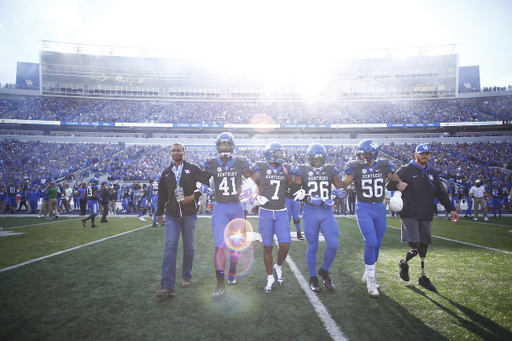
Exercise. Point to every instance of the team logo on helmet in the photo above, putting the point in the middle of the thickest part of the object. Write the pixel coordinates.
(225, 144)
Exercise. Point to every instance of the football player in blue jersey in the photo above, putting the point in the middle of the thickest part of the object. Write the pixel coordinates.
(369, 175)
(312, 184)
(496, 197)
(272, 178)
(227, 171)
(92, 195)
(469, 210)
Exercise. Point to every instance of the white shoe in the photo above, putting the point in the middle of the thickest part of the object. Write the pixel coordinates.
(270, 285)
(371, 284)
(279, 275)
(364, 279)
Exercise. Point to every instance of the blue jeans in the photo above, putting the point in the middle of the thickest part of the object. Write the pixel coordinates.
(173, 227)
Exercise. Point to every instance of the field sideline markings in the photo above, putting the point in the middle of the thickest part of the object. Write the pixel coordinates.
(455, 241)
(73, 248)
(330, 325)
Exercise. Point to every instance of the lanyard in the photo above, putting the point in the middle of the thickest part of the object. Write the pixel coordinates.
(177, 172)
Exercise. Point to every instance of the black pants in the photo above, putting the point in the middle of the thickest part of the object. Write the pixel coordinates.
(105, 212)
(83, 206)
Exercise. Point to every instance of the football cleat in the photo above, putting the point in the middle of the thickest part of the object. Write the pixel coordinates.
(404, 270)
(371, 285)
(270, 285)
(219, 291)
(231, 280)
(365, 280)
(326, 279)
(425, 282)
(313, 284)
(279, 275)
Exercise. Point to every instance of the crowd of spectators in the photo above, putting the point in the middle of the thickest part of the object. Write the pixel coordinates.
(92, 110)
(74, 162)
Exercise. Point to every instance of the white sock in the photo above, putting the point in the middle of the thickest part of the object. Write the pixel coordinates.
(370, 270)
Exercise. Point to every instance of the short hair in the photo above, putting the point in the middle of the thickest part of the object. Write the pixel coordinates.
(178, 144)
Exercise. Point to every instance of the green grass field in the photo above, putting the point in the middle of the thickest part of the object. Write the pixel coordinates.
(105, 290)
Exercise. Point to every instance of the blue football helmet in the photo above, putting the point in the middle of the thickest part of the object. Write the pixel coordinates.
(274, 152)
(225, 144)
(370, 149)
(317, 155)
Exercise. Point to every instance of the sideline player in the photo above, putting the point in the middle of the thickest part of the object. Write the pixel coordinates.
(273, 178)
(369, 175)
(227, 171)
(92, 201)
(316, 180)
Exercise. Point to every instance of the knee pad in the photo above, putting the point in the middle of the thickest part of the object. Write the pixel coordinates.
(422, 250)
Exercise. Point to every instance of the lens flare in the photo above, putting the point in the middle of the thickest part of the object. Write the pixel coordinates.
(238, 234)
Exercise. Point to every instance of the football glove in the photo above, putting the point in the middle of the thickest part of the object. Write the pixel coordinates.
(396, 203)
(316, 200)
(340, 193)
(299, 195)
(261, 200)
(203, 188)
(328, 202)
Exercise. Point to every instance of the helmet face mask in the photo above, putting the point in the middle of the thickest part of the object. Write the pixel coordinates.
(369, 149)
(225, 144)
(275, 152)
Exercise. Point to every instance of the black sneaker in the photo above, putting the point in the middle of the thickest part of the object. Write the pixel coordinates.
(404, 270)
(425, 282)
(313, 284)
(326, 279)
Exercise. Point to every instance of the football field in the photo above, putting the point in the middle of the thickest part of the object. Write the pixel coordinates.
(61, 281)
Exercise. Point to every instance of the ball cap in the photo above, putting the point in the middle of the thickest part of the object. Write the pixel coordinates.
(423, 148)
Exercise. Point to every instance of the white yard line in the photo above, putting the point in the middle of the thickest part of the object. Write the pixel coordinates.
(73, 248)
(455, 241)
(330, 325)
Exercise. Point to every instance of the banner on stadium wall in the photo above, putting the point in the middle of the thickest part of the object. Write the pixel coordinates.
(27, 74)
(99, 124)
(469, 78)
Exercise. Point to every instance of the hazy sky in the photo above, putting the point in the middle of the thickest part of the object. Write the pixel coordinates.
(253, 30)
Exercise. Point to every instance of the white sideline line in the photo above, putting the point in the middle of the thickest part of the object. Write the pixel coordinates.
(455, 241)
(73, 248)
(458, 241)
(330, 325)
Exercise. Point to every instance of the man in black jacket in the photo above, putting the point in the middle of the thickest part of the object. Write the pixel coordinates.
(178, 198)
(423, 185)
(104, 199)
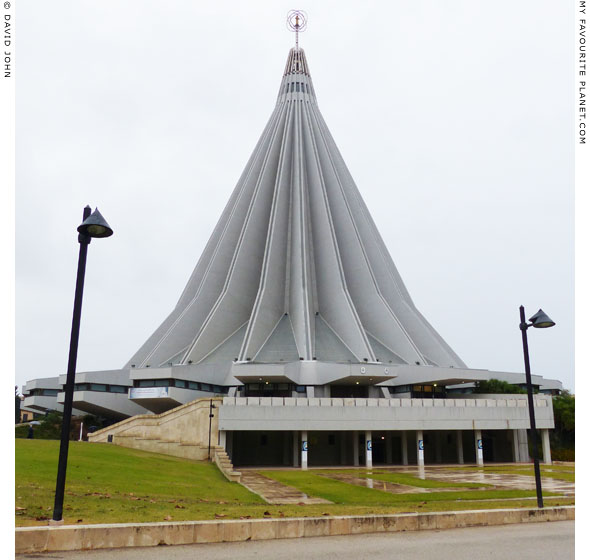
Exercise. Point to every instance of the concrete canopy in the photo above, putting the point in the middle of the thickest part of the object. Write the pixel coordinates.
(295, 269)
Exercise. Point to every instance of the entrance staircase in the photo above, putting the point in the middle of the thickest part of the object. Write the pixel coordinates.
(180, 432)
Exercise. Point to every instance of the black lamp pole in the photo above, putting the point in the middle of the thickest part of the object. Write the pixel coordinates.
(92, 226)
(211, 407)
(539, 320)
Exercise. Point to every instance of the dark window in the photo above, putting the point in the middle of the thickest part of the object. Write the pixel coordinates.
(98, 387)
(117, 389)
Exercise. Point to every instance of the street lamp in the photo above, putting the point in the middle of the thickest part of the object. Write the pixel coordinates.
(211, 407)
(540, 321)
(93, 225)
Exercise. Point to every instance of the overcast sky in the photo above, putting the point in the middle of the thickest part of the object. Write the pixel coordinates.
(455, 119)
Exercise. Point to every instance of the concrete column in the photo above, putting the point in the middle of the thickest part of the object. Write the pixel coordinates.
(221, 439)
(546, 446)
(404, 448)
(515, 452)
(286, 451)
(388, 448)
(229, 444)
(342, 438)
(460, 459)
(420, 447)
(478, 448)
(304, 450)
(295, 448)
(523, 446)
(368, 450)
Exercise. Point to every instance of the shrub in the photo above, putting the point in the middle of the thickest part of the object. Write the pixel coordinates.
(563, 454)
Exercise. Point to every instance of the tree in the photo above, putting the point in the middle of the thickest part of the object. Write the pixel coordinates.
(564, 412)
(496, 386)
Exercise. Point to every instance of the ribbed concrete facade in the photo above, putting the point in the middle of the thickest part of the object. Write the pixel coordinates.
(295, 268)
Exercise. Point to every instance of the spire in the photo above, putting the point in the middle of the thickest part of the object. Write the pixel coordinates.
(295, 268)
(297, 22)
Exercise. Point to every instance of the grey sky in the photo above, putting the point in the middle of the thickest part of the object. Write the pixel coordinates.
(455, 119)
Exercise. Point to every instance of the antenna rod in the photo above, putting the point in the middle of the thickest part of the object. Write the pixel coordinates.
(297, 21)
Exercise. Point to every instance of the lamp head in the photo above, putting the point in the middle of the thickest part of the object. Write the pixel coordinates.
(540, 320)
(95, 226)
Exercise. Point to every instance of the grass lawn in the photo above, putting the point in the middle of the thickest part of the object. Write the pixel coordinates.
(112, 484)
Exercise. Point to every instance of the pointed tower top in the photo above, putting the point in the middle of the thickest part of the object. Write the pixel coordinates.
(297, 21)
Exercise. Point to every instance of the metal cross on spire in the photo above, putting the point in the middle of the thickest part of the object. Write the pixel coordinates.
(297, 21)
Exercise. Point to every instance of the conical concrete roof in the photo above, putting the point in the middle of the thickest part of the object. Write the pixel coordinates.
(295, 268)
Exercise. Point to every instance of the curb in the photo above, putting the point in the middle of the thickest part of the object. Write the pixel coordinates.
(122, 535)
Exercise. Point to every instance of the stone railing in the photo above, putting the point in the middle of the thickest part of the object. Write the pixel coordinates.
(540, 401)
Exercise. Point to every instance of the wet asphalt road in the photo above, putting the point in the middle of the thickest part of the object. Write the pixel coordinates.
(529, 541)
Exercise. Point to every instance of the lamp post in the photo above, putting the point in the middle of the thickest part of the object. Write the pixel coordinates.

= = = = = = =

• [What is asked]:
Copy out the listing above word for word, from start to finish, leaving out the pictures.

• [Task solution]:
Exercise. Point to every instance of the team logo on helmet in the photo above, putting the point in the middle of the thickest part of the object. Write the pixel coordinates.
(225, 144)
Exercise. Point to every instance of the football player in blue jersey in the photo above, putting the point in the middle of the thickest part of the object. Write the pixel coordinates.
(369, 175)
(312, 184)
(496, 197)
(272, 178)
(227, 171)
(92, 195)
(469, 210)
Exercise. Point to every instance of the white shoe in the photo above, putting the point in the middle of the thickest part of the object. Write the pixel coordinates.
(270, 285)
(371, 284)
(279, 275)
(364, 279)
Exercise. Point to every instance of the blue jeans in the photo above, putting the point in the middle of the thickest part of the object. Write the pixel coordinates.
(173, 227)
Exercise. Point to every instance of the field sideline markings in the photo above, putting the point in the middle of the thickest part of the object. Write the pixel coordinates.
(455, 241)
(73, 248)
(330, 325)
Exercise. Point to every instance of the lanyard in the photo above, putting the point in the middle of the thickest part of the object. Write the pixel coordinates.
(177, 172)
Exercise. Point to every instance of the black pants in the photo above, putting the point in the middle of the thickest part of the object. Write the pixel coordinates.
(105, 212)
(83, 206)
Exercise. Point to every instance of the football cleat in the photo above, putting the point in the middle of the thickest part of the object. Write the pixel coordinates.
(404, 270)
(371, 285)
(270, 285)
(219, 291)
(231, 280)
(365, 280)
(326, 279)
(425, 282)
(313, 284)
(279, 275)
Exercise. Point to every instance of the crowd of spectators in the photo above, putting the point in the middle of the thickest part of the object. Write the pixel coordinates.
(92, 110)
(74, 162)
Exercise. Point to every instance of the white sock in the photo above, putting the point in the middle of the thickest part of the object. Write the pixel coordinates.
(370, 270)
Exercise. Point to every instance of the short hair in the photo above, putting the point in the middle of the thickest part of the object. Write the pixel coordinates.
(178, 144)
Exercise. Point to every instance of the green grass field in the photo above, putting the point in the middle of the thickest part of the object. Write the pixel coordinates.
(105, 290)
Exercise. Point to every instance of the blue football helmet in the photo above, putting the point in the middle of the thickest part of the object. Write the pixel coordinates.
(274, 152)
(225, 144)
(370, 149)
(317, 155)
Exercise. Point to every instance of the sideline player in the photo above, putting the point in the middle of the thickest part of the object. Write the pixel coordinates.
(273, 178)
(369, 175)
(227, 171)
(92, 201)
(316, 180)
Exercise. Point to every instance of the knee pad in the photo above, putting the point in the middle of the thickest part of the object. Write the pixel coordinates.
(422, 250)
Exercise. Point to every instance of the lens flare in the photo above, putting the point in the middle of the thickest part of the object. Write the pixel coordinates.
(238, 234)
Exercise. Point to every instance of the football glove in the photo above, putting the point in the middle of the thickest part of the object. Write the pixel coordinates.
(396, 203)
(316, 200)
(340, 193)
(299, 195)
(261, 200)
(203, 188)
(328, 202)
Exercise. Point to every instance of the helmet face mask in the photo above, putting the point in the middle of the thickest part of the object. Write the pixel coordinates.
(369, 149)
(225, 144)
(275, 152)
Exercise. Point to every instance of the black sneaker in the photo above, putting the point in the middle of the thickest part of the object. Write the pixel coordinates.
(404, 270)
(425, 282)
(313, 284)
(326, 279)
Exercise. Point to every instance of the football field in the photo above, putting the point in the middle of the thickest part of the object. Write the pixel coordinates.
(61, 281)
Exercise. Point to every instance of the ball cap in the photo above, putting the point in the middle of the thickest part of the object. Write the pixel coordinates.
(423, 148)
Exercise. Point to every instance of the white yard line in the photo above, putting the point in the middle of the thickest part of the object. Write the pixel coordinates.
(73, 248)
(455, 241)
(330, 325)
Exercise. Point to every instance of the banner on stadium wall in the photo above, putting the point in the middle of the thickest part of the object. Write the pixel coordinates.
(27, 74)
(99, 124)
(469, 78)
Exercise. Point to every instance of the hazy sky in the photo above, putting the point in the middle of the thickest part of the object. Write the pixel coordinates.
(253, 30)
Exercise. Point to every instance of the white sideline line in the photo above, putting the point in the middle of the thickest part of the object. Write the pixel coordinates.
(455, 241)
(73, 248)
(458, 241)
(330, 325)
Exercise. Point to every instance of the man in black jacket in the photo above, putting the point in the middle of the thickest part of the object. Write the pixel coordinates.
(178, 198)
(423, 185)
(104, 199)
Exercise. Point to every instance of the concrete canopy in the photo above, putting the point in the middle of the thickest part of the object. Write the pixel coordinates.
(295, 269)
Exercise. Point to every instance of the entrance staircase in the photo above, putting the point in the middle of the thickest part of the object. Write the pixel coordinates.
(180, 432)
Exercise. Point to every instance of the black lamp pole in the photo above, putting the point in the middle of the thickest part of the object. Write the pixel coordinates.
(92, 226)
(211, 407)
(539, 320)
Exercise. Point to every instance of the dark window in the photo above, putting the point in the middle of the thickest part of the object. Write the pixel coordinates.
(98, 387)
(117, 389)
Exercise. Point to every instance of the street lamp in the photo above, putting the point in the middle of the thickest part of the object. Write the pixel coordinates.
(211, 407)
(540, 321)
(93, 225)
Exercise. Point to every instance of the overcast sky in the photo above, putting the point in the middle of the thickest part of the object. Write the pixel coordinates.
(455, 119)
Exercise. Point to every instance of the concrete column in the photo above, putting the point in the middle of the thickest part of the object. Write the pixel coordinates.
(221, 439)
(546, 446)
(404, 448)
(515, 452)
(286, 451)
(388, 448)
(229, 444)
(342, 438)
(460, 459)
(420, 447)
(478, 448)
(304, 450)
(295, 448)
(523, 446)
(368, 450)
Exercise. Point to every instance of the shrub in the photo above, putting the point in the middle of the thickest part of the object. Write the pixel coordinates.
(563, 454)
Exercise. Point to every instance of the tree in the photo above, putting the point in the middle of the thickest part of the object. Write the pixel coordinates.
(564, 412)
(496, 386)
Exercise. Point to every instance of the ribbed concrete facade in the photo above, putting the point in the middle of the thickest part of the object. Write the pixel coordinates.
(295, 268)
Exercise. Point to every instance of the spire in the photo above, putting the point in the middle of the thickest part of the object. Write the pixel coordinates.
(295, 268)
(297, 22)
Exercise. Point to every instance of the grey sky in the photo above, putting the point in the middle of the thickest part of the object. Write the pixel coordinates.
(455, 119)
Exercise. Point to every instance of the antenna rod in the photo above, putting the point in the middle of the thickest part of the object. Write the pixel coordinates.
(297, 21)
Exercise. Point to every instance of the lamp head in the photo above, putting the point in the middle of the thickest part of the object. Write the pixel coordinates.
(540, 320)
(95, 226)
Exercise. Point to every instance of the grass lawn in the photo above, putting the point in the middle of the thickest part of the object. Write the pixel coordinates.
(112, 484)
Exercise. Point to every instance of the pointed tower top in the photo above, putting the point in the middle of the thickest part of the object. Write the pixel coordinates.
(297, 21)
Exercise. Point to every instance of the metal cross on spire in the photo above, putting the point in the middle of the thickest part of the object. Write the pixel coordinates.
(297, 21)
Exercise. Point to every instance of the conical concrete roof in the photo above, putting the point in the middle of the thickest part of the object. Write the pixel coordinates.
(295, 268)
Exercise. Point to every instance of the curb in the photo above, putting the point in the middle of the thickest part of the object. Write the pixel coordinates.
(122, 535)
Exercise. Point to every instance of the stone railing in the photo above, putting the point in the middle of the thickest part of the object. Write the pixel coordinates.
(540, 401)
Exercise. Point to every instance of the wet asphalt road in the photo above, putting the point in the middle of the thickest part of the object. Write the pixel coordinates.
(529, 541)
Exercise. Point to every instance of the lamp post in the photo above, putting the point in the middle of the thickest part of the object. Write the pixel coordinates.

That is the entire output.